__Page excerpt__
▬▬▬▬▬▬
Antheridia and archegonia may be on a single gametophyte or on separate gametophytes in different groups of the plant kingdom .

The first land plants
Some time in the middle distance of geological time, in the Devonian (400 mya) there was a green alga that was making the transition to the land. What were the two major problems that it had to overcome?

  • Survival out of the aqueous environment - maintaining water in its cells (taking it up and moving it around)
  • and reproduction which is particularly difficult for non-motile organisms (how to get the gametes together?)

It took a long time for plants to evolve efficient mechanisms to cope with these challenges, particularly for sexual reproduction. Maybe this is why plants have retained a capacity for asexual propagation which animals lost as they evolved.

Hepaticophyta (liverworts) There are two groups of liverworts, leafy and thallose; we focus on the thallose type which is just about the most primitive true plant alive today.
▬▬▬▬▬▬
__Collected data__
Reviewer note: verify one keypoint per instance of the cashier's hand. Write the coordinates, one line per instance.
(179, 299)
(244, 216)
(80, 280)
▬▬▬▬▬▬
__Requirement__
In the passage on the first land plants, in which geological period was a green alga making the transition to land? The material has no connection to the passage on the first land plants.

__Your solution__
The Devonian, about 400 million years ago.